An exact copy of every record is needed, with the pictures left out.

§ Collection entries:

####

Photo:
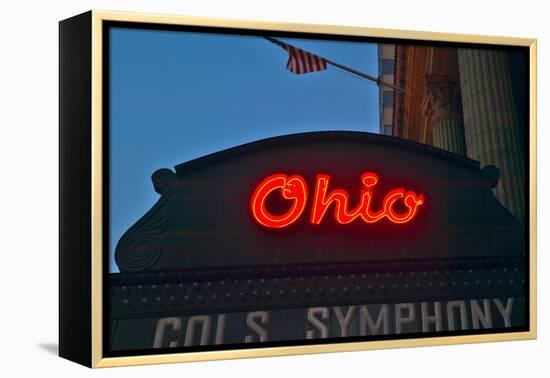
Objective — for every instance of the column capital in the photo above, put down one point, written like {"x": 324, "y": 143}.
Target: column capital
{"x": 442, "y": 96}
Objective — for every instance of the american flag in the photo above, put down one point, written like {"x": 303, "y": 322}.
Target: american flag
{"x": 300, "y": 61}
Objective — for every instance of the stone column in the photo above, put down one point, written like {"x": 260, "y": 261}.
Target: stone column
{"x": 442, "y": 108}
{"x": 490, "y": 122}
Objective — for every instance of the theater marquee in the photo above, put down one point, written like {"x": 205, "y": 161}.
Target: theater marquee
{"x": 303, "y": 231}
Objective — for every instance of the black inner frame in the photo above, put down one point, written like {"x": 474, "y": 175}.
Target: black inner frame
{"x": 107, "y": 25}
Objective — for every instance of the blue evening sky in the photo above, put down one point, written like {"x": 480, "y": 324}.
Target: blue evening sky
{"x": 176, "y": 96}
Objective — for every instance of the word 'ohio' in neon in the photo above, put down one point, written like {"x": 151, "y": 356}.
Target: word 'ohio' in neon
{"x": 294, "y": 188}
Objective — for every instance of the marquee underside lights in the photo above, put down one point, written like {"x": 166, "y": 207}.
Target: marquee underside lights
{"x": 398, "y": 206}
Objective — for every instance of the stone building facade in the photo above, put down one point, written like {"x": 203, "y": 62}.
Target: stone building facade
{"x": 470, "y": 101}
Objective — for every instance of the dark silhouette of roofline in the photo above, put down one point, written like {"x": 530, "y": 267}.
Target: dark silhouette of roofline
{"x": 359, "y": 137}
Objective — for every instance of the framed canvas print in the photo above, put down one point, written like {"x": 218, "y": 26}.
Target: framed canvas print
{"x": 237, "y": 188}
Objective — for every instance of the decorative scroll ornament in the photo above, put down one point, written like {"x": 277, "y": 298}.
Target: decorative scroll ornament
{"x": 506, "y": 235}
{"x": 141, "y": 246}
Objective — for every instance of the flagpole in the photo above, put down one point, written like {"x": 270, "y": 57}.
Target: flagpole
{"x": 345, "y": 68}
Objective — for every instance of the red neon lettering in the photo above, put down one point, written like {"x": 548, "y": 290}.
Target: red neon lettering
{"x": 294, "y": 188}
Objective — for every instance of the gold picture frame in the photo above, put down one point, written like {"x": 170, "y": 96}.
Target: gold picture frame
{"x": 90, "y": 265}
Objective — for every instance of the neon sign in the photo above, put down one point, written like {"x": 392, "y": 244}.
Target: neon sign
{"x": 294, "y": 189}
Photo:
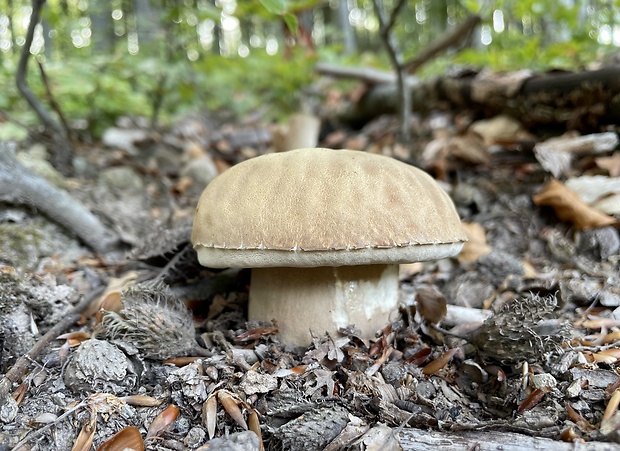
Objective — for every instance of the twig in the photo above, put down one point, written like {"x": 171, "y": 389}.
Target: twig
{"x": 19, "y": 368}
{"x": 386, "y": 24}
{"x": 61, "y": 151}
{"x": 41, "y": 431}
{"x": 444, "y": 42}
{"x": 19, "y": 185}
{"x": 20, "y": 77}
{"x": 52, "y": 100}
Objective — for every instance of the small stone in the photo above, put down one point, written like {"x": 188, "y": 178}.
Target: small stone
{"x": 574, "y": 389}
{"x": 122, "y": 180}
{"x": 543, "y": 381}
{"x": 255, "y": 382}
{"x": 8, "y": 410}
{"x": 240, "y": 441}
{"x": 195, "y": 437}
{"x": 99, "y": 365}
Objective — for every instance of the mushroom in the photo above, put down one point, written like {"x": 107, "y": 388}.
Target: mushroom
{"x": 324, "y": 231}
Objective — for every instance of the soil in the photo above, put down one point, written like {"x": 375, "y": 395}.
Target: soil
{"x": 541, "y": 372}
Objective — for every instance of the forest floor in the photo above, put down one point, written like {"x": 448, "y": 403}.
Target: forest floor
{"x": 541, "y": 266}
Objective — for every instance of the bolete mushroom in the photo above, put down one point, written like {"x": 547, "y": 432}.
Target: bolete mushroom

####

§ WRITTEN ANSWER:
Photo:
Objective — for every instance of the column capital in the photo above, put down one point, written like {"x": 324, "y": 143}.
Target: column capital
{"x": 442, "y": 96}
Objective — for every instance of the american flag in the photo above, put down one point, written like {"x": 303, "y": 322}.
Target: american flag
{"x": 300, "y": 61}
Objective — for every instance of the stone column in the photo above, put down one point, written like {"x": 260, "y": 261}.
Target: stone column
{"x": 442, "y": 108}
{"x": 490, "y": 122}
Objective — for every instance of the theater marquee in the photo above, put down one point, written like {"x": 205, "y": 161}.
Target: theater marquee
{"x": 303, "y": 231}
Objective — for every instance of the black inner frame in the photo above, put down one point, written like {"x": 474, "y": 175}.
Target: black inner frame
{"x": 107, "y": 25}
Objective — for every instance of the blue evening sky in the photo above, put down one point, written like {"x": 480, "y": 324}.
Target: blue evening sky
{"x": 176, "y": 96}
Objective — for every instance of the word 'ohio' in neon in the photo above, put down one point, written like {"x": 151, "y": 356}.
Target: word 'ohio' in neon
{"x": 294, "y": 188}
Objective — for every instance of the marquee underside lights in the photo above, put down one point, written like {"x": 166, "y": 207}.
Target: marquee underside lights
{"x": 398, "y": 206}
Objective — for every instance of the stone building facade in the photo above, put down one point, written like {"x": 203, "y": 62}.
Target: stone building facade
{"x": 470, "y": 101}
Objective — for every instance of the dark silhouette of roofline in the photo above, put down one point, written like {"x": 530, "y": 267}.
Target: dark silhouette of roofline
{"x": 359, "y": 137}
Objective — for every instance of the framed canvas print in the photo above, put down one point, written like {"x": 218, "y": 26}.
Target: framed canvas print
{"x": 237, "y": 188}
Objective — for every instance of the decorative scroll ornament in the photo above, put down one point, written like {"x": 277, "y": 298}.
Target: decorative scroll ornament
{"x": 506, "y": 235}
{"x": 141, "y": 246}
Objective — for every instance of the flagpole in the photo above, put down one point, written like {"x": 270, "y": 57}.
Target: flagpole
{"x": 345, "y": 68}
Objective — for every instance of the red neon lettering in the photo above, put down one point, written like {"x": 548, "y": 290}.
Target: red neon lettering
{"x": 294, "y": 188}
Objective — for every instance of the gold picture frame in the photo above, put down one point, written like {"x": 170, "y": 96}.
Target: gold picture frame
{"x": 90, "y": 265}
Objective — for every instance of the neon sign in the photo above, put down one point, written like {"x": 392, "y": 244}.
Target: neon sign
{"x": 294, "y": 189}
Photo:
Objective — for every instance of the twig in the photo above, put down one point, written like {"x": 171, "y": 389}.
Target: twig
{"x": 19, "y": 368}
{"x": 386, "y": 24}
{"x": 61, "y": 151}
{"x": 41, "y": 431}
{"x": 444, "y": 42}
{"x": 19, "y": 185}
{"x": 20, "y": 77}
{"x": 52, "y": 100}
Objective — for every instance of the small stone in the photo above, put down one point, written like {"x": 188, "y": 178}.
Target: small stone
{"x": 574, "y": 389}
{"x": 122, "y": 180}
{"x": 543, "y": 381}
{"x": 255, "y": 382}
{"x": 8, "y": 410}
{"x": 240, "y": 441}
{"x": 195, "y": 437}
{"x": 99, "y": 365}
Objective — for every instance of the mushroom in the photo above, put down one point, written like {"x": 107, "y": 388}.
Target: mushroom
{"x": 324, "y": 231}
Objective — for every instance of the soil in the photo above, put down one point, written like {"x": 375, "y": 395}.
Target: soil
{"x": 541, "y": 372}
Objective — for every instance of the forest floor in the photo above, put down one point, written like {"x": 448, "y": 403}.
Target: forest floor
{"x": 541, "y": 266}
Objective — for every instance of the bolete mushroom in the photo above, put down one point, written like {"x": 547, "y": 432}.
Target: bolete mushroom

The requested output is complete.